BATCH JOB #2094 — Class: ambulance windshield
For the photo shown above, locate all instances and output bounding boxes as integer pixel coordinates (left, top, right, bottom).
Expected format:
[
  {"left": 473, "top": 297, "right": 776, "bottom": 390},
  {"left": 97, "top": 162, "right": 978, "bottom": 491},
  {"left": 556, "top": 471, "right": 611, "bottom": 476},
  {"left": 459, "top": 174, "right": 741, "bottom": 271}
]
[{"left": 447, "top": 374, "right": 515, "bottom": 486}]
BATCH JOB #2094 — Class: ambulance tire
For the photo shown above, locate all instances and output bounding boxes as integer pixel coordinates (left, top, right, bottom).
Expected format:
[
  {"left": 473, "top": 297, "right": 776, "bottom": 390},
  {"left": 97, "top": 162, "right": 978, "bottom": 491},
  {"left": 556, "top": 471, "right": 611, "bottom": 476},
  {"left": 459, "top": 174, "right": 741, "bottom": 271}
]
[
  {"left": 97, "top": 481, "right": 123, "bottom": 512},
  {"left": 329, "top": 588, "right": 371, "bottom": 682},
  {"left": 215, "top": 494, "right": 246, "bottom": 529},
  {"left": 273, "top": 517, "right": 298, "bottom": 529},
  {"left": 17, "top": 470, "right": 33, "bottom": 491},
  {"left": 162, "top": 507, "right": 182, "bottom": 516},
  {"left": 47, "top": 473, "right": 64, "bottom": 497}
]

■ ■ ■ ■ ■

**HOW TO COMPLETE THIS TASK**
Would you transcribe the data above exactly as it stands?

**WRITTEN RESPONSE**
BATCH JOB #2094 — Class: ambulance windshield
For the photo shown above, locate all instances and output bounding boxes as integer pixel coordinates (left, top, right, bottom).
Expected format:
[
  {"left": 473, "top": 297, "right": 776, "bottom": 390},
  {"left": 97, "top": 162, "right": 978, "bottom": 491},
  {"left": 556, "top": 471, "right": 611, "bottom": 476},
  {"left": 459, "top": 174, "right": 741, "bottom": 271}
]
[{"left": 447, "top": 374, "right": 515, "bottom": 486}]
BATCH JOB #2094 — Class: ambulance tire
For the photo shown above, locate all instances and output bounding boxes as integer pixel coordinates (left, top, right, bottom).
Expected format:
[
  {"left": 473, "top": 297, "right": 776, "bottom": 390},
  {"left": 97, "top": 162, "right": 978, "bottom": 491},
  {"left": 556, "top": 471, "right": 611, "bottom": 476},
  {"left": 459, "top": 174, "right": 741, "bottom": 271}
]
[
  {"left": 97, "top": 481, "right": 123, "bottom": 512},
  {"left": 329, "top": 588, "right": 371, "bottom": 682},
  {"left": 215, "top": 494, "right": 246, "bottom": 529},
  {"left": 273, "top": 517, "right": 298, "bottom": 529},
  {"left": 17, "top": 470, "right": 33, "bottom": 491},
  {"left": 162, "top": 507, "right": 182, "bottom": 516},
  {"left": 47, "top": 473, "right": 64, "bottom": 497}
]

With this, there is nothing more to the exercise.